Data to use:
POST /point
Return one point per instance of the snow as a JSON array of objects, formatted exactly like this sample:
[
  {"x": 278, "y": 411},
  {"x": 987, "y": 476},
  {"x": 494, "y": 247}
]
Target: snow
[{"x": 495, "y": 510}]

Activity: Type out the whole listing above exactly.

Written solution:
POST /point
Return one point per instance of the snow as a JSON array of objects, formatted exactly like this sample:
[
  {"x": 278, "y": 411},
  {"x": 987, "y": 476},
  {"x": 494, "y": 247}
]
Target: snow
[{"x": 495, "y": 510}]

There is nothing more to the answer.